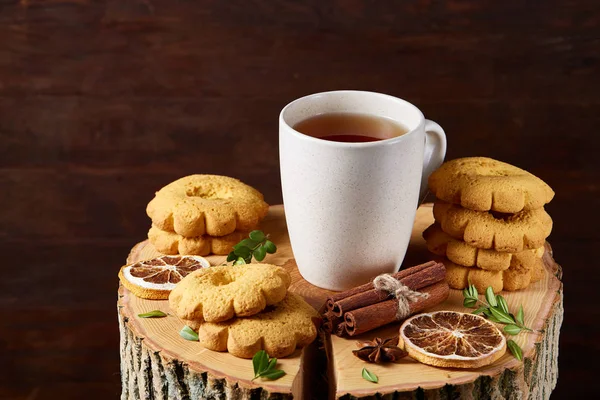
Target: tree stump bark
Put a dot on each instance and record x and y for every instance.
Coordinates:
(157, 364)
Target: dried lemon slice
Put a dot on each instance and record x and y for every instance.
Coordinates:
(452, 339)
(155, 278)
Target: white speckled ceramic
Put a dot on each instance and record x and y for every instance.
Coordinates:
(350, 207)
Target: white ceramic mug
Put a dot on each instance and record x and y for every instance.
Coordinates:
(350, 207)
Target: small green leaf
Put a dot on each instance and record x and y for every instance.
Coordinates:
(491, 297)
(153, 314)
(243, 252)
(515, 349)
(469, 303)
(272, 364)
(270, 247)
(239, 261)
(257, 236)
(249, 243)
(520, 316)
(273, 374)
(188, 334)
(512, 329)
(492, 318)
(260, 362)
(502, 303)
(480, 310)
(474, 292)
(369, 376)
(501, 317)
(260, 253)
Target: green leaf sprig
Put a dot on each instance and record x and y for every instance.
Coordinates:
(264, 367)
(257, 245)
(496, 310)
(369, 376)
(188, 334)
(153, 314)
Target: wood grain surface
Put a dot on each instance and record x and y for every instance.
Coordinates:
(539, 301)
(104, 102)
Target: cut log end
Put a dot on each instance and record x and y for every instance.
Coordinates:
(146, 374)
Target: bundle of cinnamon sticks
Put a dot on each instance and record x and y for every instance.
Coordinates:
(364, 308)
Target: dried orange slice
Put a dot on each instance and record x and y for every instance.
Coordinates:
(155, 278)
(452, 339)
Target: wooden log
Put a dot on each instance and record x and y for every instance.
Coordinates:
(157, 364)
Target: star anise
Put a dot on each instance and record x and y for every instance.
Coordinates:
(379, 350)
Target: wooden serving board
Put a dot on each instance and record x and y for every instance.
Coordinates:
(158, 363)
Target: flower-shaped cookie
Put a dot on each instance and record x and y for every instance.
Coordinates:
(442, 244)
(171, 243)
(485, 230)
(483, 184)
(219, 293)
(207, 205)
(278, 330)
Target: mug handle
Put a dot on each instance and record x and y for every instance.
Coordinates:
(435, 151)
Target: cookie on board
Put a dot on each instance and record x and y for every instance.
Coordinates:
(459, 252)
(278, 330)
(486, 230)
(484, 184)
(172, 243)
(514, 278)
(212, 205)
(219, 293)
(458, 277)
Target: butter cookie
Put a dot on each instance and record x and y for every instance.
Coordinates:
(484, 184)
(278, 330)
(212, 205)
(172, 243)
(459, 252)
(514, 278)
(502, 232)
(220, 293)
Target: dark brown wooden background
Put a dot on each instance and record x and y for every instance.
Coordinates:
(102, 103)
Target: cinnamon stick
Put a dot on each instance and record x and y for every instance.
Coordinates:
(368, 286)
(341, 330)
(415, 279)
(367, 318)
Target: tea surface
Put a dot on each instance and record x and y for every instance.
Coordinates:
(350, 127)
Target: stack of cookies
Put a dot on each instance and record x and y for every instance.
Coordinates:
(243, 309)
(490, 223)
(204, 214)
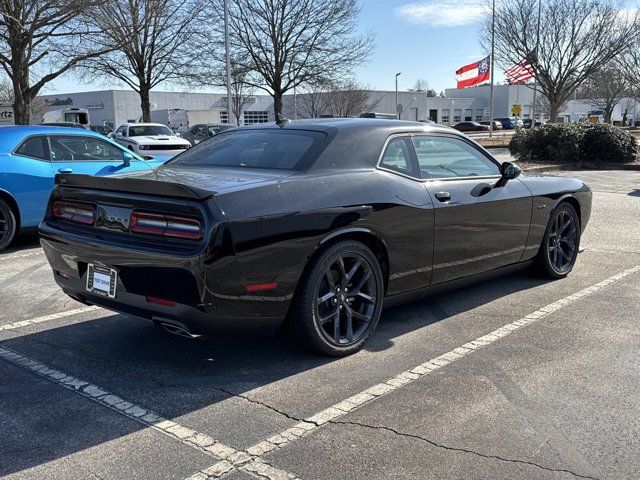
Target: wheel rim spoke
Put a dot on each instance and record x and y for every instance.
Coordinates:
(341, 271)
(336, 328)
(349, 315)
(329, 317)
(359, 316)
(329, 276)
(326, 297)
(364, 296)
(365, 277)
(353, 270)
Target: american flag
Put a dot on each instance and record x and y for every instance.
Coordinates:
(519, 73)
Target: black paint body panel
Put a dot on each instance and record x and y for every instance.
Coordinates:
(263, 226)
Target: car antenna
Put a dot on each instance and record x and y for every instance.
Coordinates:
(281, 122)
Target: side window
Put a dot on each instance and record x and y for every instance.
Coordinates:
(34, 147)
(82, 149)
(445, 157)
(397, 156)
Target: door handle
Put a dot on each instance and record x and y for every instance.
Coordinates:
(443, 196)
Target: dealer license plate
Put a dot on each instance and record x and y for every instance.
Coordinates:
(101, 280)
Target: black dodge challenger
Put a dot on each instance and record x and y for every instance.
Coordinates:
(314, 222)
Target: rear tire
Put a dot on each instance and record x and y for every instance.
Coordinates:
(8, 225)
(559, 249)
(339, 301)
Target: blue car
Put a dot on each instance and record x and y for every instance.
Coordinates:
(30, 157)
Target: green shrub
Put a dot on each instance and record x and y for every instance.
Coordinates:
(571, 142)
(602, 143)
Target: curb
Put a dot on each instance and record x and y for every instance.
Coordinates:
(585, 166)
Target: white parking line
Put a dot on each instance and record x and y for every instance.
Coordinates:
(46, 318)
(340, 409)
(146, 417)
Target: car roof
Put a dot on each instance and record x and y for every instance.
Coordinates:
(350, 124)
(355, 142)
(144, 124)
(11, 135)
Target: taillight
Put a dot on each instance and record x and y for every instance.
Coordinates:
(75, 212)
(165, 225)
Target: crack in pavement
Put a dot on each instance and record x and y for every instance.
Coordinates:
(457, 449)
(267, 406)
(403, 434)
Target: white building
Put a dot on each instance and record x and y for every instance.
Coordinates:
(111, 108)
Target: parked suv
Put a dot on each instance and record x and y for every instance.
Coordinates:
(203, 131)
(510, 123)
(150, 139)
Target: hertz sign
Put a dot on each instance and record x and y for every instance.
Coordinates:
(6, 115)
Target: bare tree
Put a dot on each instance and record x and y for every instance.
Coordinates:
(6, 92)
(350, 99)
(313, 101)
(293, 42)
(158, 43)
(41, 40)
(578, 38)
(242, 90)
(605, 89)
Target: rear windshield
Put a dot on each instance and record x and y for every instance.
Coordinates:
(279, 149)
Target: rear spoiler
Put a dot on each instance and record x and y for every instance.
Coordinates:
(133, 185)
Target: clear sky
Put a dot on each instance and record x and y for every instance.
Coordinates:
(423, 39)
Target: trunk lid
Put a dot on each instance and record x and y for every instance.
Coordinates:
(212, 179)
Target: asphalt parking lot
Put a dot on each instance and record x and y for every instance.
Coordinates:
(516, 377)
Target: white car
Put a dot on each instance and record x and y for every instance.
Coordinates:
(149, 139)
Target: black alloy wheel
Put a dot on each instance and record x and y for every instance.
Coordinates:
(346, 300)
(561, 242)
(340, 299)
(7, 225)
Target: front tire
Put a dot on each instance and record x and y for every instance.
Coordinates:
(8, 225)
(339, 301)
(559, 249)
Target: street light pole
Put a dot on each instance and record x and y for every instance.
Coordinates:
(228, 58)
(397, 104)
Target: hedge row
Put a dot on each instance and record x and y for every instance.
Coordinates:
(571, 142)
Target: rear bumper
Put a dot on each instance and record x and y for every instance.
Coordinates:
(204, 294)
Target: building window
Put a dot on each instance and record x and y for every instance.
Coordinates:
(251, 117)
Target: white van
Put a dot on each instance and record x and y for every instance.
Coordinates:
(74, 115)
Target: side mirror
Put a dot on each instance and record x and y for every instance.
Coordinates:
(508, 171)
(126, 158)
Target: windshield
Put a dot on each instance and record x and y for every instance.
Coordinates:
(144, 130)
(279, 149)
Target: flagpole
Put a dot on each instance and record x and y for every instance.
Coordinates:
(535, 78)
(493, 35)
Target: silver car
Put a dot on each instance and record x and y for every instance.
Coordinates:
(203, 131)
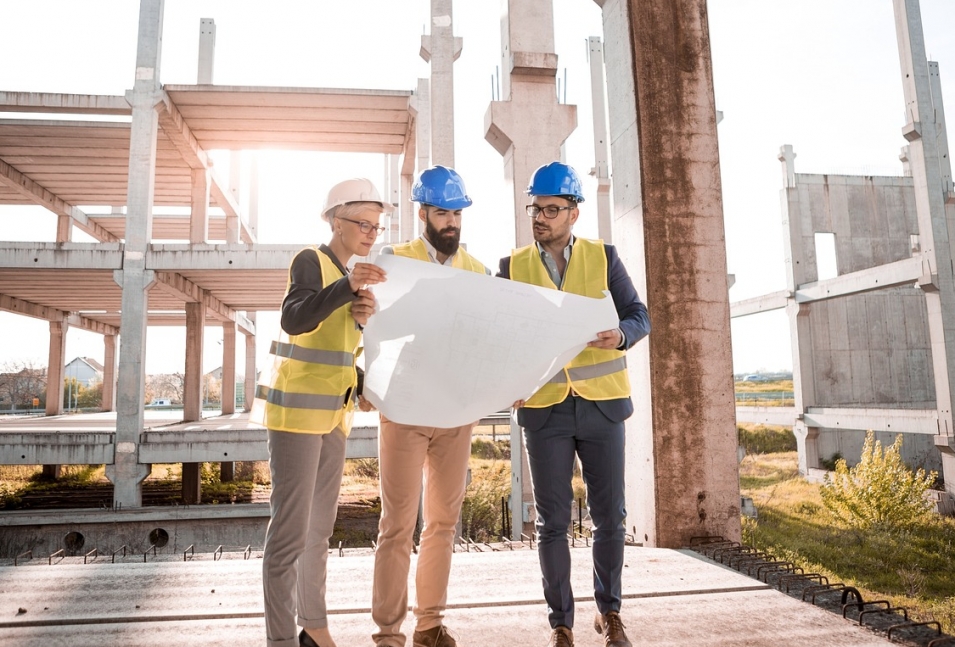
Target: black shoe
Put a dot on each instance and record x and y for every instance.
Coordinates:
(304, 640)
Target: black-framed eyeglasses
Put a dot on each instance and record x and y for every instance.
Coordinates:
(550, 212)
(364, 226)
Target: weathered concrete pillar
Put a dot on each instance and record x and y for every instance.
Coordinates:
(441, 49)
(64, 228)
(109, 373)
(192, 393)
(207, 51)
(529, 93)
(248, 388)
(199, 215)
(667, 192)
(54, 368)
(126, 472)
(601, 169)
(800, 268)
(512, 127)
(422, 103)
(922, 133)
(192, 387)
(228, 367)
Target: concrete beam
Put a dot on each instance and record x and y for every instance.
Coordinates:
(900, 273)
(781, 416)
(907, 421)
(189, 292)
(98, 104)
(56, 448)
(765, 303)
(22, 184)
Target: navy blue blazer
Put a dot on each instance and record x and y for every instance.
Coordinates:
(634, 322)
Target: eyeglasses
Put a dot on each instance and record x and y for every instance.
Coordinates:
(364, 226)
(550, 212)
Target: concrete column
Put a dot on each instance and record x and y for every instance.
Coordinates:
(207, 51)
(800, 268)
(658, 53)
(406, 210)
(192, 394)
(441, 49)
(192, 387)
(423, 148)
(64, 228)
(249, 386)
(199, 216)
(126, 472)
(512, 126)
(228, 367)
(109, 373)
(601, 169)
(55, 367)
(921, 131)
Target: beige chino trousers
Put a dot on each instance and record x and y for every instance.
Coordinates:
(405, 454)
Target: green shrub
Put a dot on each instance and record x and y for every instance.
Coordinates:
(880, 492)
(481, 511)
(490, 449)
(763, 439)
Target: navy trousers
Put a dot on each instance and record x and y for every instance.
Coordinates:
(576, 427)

┄┄┄┄┄┄┄┄┄┄┄┄┄┄┄┄┄┄┄┄

Copy exactly the lines from the one containing "Target: side mirror" through the last line of the records above, including both, and omit every picture.

Target: side mirror
Put a dot on each instance and record x and y for every instance.
Coordinates:
(508, 171)
(126, 158)
Target: windshield
Put a dot on each instance and record x and y for every instance.
Coordinates:
(144, 130)
(279, 149)
Target: flagpole
Put a dot on each instance and record x and y for every instance.
Coordinates:
(535, 78)
(493, 35)
Target: silver car
Put a dot on each instance and record x and y for every instance.
Coordinates:
(203, 131)
Target: black shoe
Put a dot on each instance and record x and y for every instance.
Coordinates:
(304, 640)
Target: black-framed eyeglasses
Put a dot on each instance and record x and y for every instance.
Coordinates:
(550, 212)
(364, 226)
Target: weathered concrete pillar
Put a dot on each instance and record x and y for every instance.
Coordinates:
(441, 49)
(64, 228)
(109, 373)
(192, 393)
(207, 51)
(529, 93)
(248, 388)
(199, 215)
(667, 192)
(54, 368)
(126, 472)
(601, 169)
(800, 268)
(512, 127)
(422, 103)
(922, 133)
(192, 387)
(228, 367)
Target: concrete beam
Put a dot on each instance and record x and y for every instance.
Coordinates:
(900, 273)
(781, 416)
(907, 421)
(189, 292)
(98, 104)
(56, 448)
(765, 303)
(22, 184)
Target: navy blue blazer
Put a dot on each instance and record x and y for every instance.
Coordinates:
(634, 322)
Target: eyeglasses
Put a dot on each instance and record x and y for every instance.
Coordinates:
(364, 226)
(550, 212)
Target: concrete column
Put a dot on each instance and record x and y for every instance.
Coordinates:
(207, 51)
(800, 268)
(658, 53)
(406, 210)
(192, 394)
(441, 49)
(192, 387)
(423, 148)
(64, 228)
(249, 386)
(199, 216)
(126, 472)
(512, 126)
(228, 367)
(109, 373)
(601, 169)
(55, 367)
(921, 131)
Target: beige chino trousers
Put a dot on each instance and record x and y for every instance.
Coordinates:
(405, 454)
Target: green shrub
Put a dot on each instance and record x and y for every instance.
Coordinates:
(880, 492)
(481, 511)
(490, 449)
(763, 439)
Target: navy trousers
Put a dot on each instance and record x and y for every instance.
Coordinates:
(576, 427)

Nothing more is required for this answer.